═══ DANE WEJŚCIOWE

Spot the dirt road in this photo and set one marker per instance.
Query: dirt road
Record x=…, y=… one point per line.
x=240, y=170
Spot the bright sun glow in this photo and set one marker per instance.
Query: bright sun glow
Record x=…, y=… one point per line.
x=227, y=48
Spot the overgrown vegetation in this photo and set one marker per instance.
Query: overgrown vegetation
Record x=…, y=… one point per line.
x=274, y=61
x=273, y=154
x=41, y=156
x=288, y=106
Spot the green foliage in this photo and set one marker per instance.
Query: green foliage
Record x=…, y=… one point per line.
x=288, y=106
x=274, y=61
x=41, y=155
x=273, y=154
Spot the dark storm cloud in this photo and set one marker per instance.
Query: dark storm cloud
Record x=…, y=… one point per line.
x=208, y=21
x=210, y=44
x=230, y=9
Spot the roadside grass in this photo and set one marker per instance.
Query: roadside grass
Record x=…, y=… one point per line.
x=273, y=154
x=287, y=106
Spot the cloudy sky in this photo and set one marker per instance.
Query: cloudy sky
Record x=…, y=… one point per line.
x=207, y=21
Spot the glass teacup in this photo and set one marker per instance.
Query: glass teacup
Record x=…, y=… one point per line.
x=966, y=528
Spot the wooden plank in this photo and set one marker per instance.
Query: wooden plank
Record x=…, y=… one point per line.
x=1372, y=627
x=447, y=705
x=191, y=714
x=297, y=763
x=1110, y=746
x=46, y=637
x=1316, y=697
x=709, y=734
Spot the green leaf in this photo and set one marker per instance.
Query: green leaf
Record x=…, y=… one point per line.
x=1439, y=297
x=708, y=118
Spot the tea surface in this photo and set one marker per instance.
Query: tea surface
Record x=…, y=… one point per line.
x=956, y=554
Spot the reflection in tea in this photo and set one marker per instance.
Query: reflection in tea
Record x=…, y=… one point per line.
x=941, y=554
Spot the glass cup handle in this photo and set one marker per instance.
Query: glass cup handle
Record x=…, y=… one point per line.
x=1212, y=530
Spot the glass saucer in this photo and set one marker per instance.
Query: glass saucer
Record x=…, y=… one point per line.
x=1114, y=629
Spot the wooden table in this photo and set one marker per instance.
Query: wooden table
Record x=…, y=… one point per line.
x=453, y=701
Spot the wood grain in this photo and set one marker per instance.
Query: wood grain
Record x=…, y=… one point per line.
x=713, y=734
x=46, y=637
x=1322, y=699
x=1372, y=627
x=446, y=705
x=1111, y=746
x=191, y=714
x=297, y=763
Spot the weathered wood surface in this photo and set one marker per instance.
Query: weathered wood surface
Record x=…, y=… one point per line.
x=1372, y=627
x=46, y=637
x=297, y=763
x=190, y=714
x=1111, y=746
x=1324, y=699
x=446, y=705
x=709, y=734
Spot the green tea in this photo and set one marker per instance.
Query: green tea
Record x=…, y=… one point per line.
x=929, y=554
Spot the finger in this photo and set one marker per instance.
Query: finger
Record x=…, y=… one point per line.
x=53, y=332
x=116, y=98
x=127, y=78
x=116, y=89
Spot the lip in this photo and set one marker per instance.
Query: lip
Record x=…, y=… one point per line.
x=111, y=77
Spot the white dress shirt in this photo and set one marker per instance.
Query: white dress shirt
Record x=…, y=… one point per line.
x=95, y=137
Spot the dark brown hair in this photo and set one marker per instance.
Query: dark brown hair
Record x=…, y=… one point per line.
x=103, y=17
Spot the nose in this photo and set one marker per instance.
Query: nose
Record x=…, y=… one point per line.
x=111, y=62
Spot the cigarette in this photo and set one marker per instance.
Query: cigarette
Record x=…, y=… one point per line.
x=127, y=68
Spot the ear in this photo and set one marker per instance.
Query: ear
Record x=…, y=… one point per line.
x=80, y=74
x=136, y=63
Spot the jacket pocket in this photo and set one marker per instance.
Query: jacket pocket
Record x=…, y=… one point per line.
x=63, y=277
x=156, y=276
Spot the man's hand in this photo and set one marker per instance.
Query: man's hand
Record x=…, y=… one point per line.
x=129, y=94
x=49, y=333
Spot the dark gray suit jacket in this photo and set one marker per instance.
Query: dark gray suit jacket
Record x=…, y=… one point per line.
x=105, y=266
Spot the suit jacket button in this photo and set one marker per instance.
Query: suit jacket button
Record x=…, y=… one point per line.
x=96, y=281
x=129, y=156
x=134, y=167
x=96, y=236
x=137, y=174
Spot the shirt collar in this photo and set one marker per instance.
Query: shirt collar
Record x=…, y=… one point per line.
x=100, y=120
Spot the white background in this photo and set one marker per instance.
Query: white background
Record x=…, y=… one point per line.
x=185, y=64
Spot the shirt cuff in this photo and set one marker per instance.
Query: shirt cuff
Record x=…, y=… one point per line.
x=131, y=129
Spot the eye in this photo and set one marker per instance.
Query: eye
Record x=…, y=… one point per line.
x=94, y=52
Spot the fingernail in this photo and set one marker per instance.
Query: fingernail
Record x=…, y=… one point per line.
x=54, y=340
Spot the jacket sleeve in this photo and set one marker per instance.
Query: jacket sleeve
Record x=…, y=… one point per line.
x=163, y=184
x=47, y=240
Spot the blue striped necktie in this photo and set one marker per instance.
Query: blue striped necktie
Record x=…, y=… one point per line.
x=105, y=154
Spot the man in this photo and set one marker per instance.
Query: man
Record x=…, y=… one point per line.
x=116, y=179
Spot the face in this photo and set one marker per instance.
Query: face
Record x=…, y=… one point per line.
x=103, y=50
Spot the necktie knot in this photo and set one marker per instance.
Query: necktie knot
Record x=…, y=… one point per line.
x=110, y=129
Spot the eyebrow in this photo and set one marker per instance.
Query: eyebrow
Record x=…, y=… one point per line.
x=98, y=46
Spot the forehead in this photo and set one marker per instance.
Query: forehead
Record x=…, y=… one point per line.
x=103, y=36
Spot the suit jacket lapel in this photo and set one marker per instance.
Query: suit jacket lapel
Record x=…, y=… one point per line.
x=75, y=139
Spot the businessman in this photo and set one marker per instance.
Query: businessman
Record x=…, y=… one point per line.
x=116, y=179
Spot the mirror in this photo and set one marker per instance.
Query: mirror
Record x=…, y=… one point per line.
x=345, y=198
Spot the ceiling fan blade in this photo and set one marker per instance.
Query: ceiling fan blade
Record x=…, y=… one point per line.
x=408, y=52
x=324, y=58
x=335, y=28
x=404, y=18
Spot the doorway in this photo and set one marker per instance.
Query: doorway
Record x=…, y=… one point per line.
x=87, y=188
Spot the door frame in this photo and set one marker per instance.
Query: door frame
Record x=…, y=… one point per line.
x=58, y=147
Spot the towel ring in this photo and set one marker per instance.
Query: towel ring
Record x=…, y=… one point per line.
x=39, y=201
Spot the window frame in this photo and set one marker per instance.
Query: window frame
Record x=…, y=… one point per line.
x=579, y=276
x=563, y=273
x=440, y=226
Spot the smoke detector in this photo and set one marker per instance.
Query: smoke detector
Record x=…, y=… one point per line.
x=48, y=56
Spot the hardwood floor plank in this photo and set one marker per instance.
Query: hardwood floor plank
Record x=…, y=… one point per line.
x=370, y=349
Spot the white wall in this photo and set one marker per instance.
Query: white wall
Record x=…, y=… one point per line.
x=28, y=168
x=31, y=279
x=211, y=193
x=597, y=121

══════

* _ZADANIE DO WYKONANIA_
Przepisz wszystkie wiersze powyższego materiału jako listę JSON złożoną z napisów, po jednym napisie na każdy wiersz. Puste wiersze pomiń.

* _ODPOWIEDŹ PISEMNA_
[
  "Spot the dirt road in this photo and set one marker per instance.",
  "Query: dirt road",
  "Record x=…, y=… one point per line.",
  "x=240, y=170",
  "Spot the bright sun glow in this photo and set one marker per instance.",
  "Query: bright sun glow",
  "Record x=…, y=… one point per line.",
  "x=227, y=48",
  "Spot the overgrown vegetation in this photo and set one marker per instance.",
  "Query: overgrown vegetation",
  "Record x=…, y=… one point per line.",
  "x=274, y=61",
  "x=273, y=154",
  "x=41, y=156",
  "x=288, y=106",
  "Spot the green foliage in this photo and set one marker per instance.",
  "Query: green foliage",
  "Record x=…, y=… one point per line.",
  "x=288, y=106",
  "x=274, y=61",
  "x=41, y=155",
  "x=273, y=154",
  "Spot the dark storm cloud in this photo and set one marker per instance.",
  "Query: dark storm cloud",
  "Record x=…, y=… one point per line.",
  "x=208, y=21",
  "x=210, y=44",
  "x=230, y=9",
  "Spot the roadside grass in this photo and set one marker per instance.",
  "Query: roadside grass",
  "Record x=…, y=… one point per line.",
  "x=273, y=154",
  "x=287, y=106",
  "Spot the cloudy sky in this photo and set one marker per instance.",
  "Query: cloudy sky",
  "Record x=…, y=… one point per line.",
  "x=207, y=21",
  "Spot the glass teacup in this photo and set one marker per instance.",
  "Query: glass teacup",
  "Record x=…, y=… one point per line.",
  "x=966, y=528",
  "Spot the wooden plank in this photo and set one marker per instance.",
  "Query: wooden plank",
  "Record x=…, y=… one point per line.",
  "x=1372, y=627",
  "x=447, y=705",
  "x=191, y=714",
  "x=297, y=763",
  "x=1110, y=746",
  "x=46, y=637",
  "x=1316, y=697",
  "x=709, y=734",
  "Spot the green leaf in this photo and set one marker per instance.",
  "Query: green leaf",
  "Record x=…, y=… one point per line.",
  "x=1439, y=297",
  "x=708, y=118",
  "Spot the tea surface in this photo and set one marker per instance.",
  "Query: tea surface",
  "Record x=…, y=… one point per line.",
  "x=956, y=554",
  "Spot the reflection in tea in this photo and set one marker per instance.",
  "Query: reflection in tea",
  "Record x=…, y=… one point per line.",
  "x=941, y=554",
  "Spot the glass cup handle in this photo and set one marker per instance.",
  "Query: glass cup handle",
  "Record x=…, y=… one point per line.",
  "x=1212, y=530",
  "Spot the glass saucer in this photo and set one marker per instance.",
  "Query: glass saucer",
  "Record x=…, y=… one point per line.",
  "x=1114, y=629",
  "Spot the wooden table in this photo and set one marker per instance.",
  "Query: wooden table",
  "Record x=…, y=… one point per line.",
  "x=453, y=701",
  "Spot the wood grain in this photo and set one marker per instance.",
  "Query: wood grain",
  "Record x=…, y=… one point per line.",
  "x=713, y=734",
  "x=46, y=637",
  "x=1322, y=699",
  "x=1372, y=627",
  "x=446, y=705",
  "x=1111, y=746",
  "x=191, y=714",
  "x=297, y=763",
  "Spot the weathered wood surface in this photo and set one marker per instance.",
  "Query: weathered wood surface",
  "Record x=…, y=… one point per line.",
  "x=1372, y=627",
  "x=46, y=637",
  "x=297, y=763",
  "x=190, y=714",
  "x=1111, y=746",
  "x=1324, y=699",
  "x=446, y=705",
  "x=709, y=734",
  "Spot the green tea in this photo and set one marker per instance.",
  "Query: green tea",
  "Record x=…, y=… one point per line.",
  "x=929, y=554",
  "Spot the finger in this photo and set one marker per instance.",
  "Query: finger",
  "Record x=…, y=… one point per line.",
  "x=53, y=332",
  "x=116, y=98",
  "x=127, y=78",
  "x=116, y=89",
  "Spot the lip in this photo and set one marker per instance.",
  "Query: lip",
  "Record x=…, y=… one point per line.",
  "x=111, y=77",
  "Spot the white dress shirt in this photo and set one marker per instance.",
  "Query: white dress shirt",
  "Record x=…, y=… one point per line.",
  "x=95, y=137",
  "Spot the dark brown hair in this photo and set one marker per instance.",
  "Query: dark brown hair",
  "Record x=…, y=… one point per line.",
  "x=103, y=17",
  "Spot the nose in this photo and set one marker per instance.",
  "Query: nose",
  "Record x=…, y=… one point per line.",
  "x=111, y=62",
  "Spot the cigarette in this photo and set one marker per instance.",
  "Query: cigarette",
  "Record x=…, y=… one point per line.",
  "x=127, y=68",
  "Spot the ear in this photo and set one marker per instance.",
  "Query: ear",
  "Record x=…, y=… one point per line.",
  "x=80, y=74",
  "x=136, y=63",
  "Spot the jacket pocket in this photo and set one marker per instance.",
  "Query: jacket pocket",
  "Record x=…, y=… one point per line.",
  "x=63, y=277",
  "x=156, y=276",
  "Spot the man's hand in this photo and set one marker per instance.",
  "Query: man's hand",
  "Record x=…, y=… one point per line.",
  "x=129, y=94",
  "x=49, y=333",
  "Spot the dark gray suit jacket in this photo and set one marker per instance.",
  "Query: dark gray suit jacket",
  "Record x=…, y=… one point per line.",
  "x=105, y=266",
  "Spot the suit jacket button in this photo and set one marker per instance.",
  "Query: suit jacket button",
  "Record x=…, y=… one point per line.",
  "x=96, y=281",
  "x=129, y=156",
  "x=134, y=167",
  "x=96, y=236",
  "x=137, y=174",
  "Spot the shirt collar in this photo and set one marker per instance.",
  "Query: shirt collar",
  "Record x=…, y=… one point per line.",
  "x=100, y=120",
  "Spot the white background in this photo and set one marker per instance.",
  "Query: white background",
  "Record x=…, y=… one point per line.",
  "x=185, y=64",
  "Spot the shirt cuff in this photo and set one marker per instance.",
  "Query: shirt cuff",
  "Record x=…, y=… one point per line.",
  "x=131, y=129",
  "Spot the eye in this photo and set one marker per instance.",
  "Query: eye",
  "Record x=…, y=… one point per line.",
  "x=94, y=52",
  "Spot the fingernail in this photo and set one marker per instance.",
  "Query: fingernail",
  "Record x=…, y=… one point per line.",
  "x=54, y=340",
  "Spot the jacket sleeve in this photo and set one marker per instance.",
  "Query: jacket sleeve",
  "Record x=…, y=… one point per line.",
  "x=163, y=184",
  "x=47, y=240",
  "Spot the blue striped necktie in this photo and set one marker per instance.",
  "Query: blue striped necktie",
  "Record x=…, y=… one point per line.",
  "x=105, y=154",
  "Spot the man in this photo and set one marker per instance.",
  "Query: man",
  "Record x=…, y=… one point per line.",
  "x=116, y=179",
  "Spot the face in this photo and set one marker per instance.",
  "Query: face",
  "Record x=…, y=… one point per line.",
  "x=103, y=50",
  "Spot the necktie knot in this photo and set one marker per instance.",
  "Query: necktie knot",
  "Record x=…, y=… one point per line.",
  "x=110, y=129",
  "Spot the eyebrow in this photo and set one marker per instance.",
  "Query: eyebrow",
  "Record x=…, y=… one point per line.",
  "x=98, y=46",
  "Spot the forehead in this photo and set one marker per instance.",
  "Query: forehead",
  "Record x=…, y=… one point per line.",
  "x=103, y=36",
  "Spot the suit jacket lapel in this photo and set one marker per instance.",
  "Query: suit jacket lapel",
  "Record x=…, y=… one point per line.",
  "x=75, y=139",
  "Spot the businessman in this photo and set one marker per instance.",
  "Query: businessman",
  "Record x=…, y=… one point per line.",
  "x=116, y=179",
  "Spot the mirror in this photo and set one marker per instance.",
  "Query: mirror",
  "Record x=…, y=… one point per line.",
  "x=345, y=198",
  "Spot the ceiling fan blade in this photo and set one marker per instance.",
  "Query: ceiling fan blade",
  "Record x=…, y=… one point per line.",
  "x=408, y=52",
  "x=324, y=58",
  "x=335, y=28",
  "x=404, y=18",
  "Spot the doorway in this photo and set one marker per instance.",
  "Query: doorway",
  "Record x=…, y=… one point per line.",
  "x=87, y=188",
  "Spot the door frame in this photo and set one marker per instance.",
  "Query: door frame",
  "Record x=…, y=… one point per line.",
  "x=58, y=147",
  "Spot the towel ring in this photo and set one marker per instance.",
  "Query: towel ring",
  "Record x=…, y=… one point per line.",
  "x=39, y=201",
  "Spot the window frame in this photo and set one marker per instance.",
  "Query: window frame",
  "Record x=…, y=… one point per line.",
  "x=579, y=276",
  "x=563, y=273",
  "x=440, y=226",
  "Spot the smoke detector in this photo and set one marker per instance.",
  "Query: smoke detector",
  "Record x=…, y=… one point per line.",
  "x=48, y=56",
  "Spot the hardwood floor plank in this photo and set one marker per instance.",
  "Query: hardwood floor plank",
  "Record x=…, y=… one point per line.",
  "x=370, y=349",
  "Spot the white wall in this photo and set one marker per instance.",
  "Query: white wall",
  "Record x=…, y=… one point per line.",
  "x=28, y=168",
  "x=31, y=279",
  "x=211, y=193",
  "x=597, y=121"
]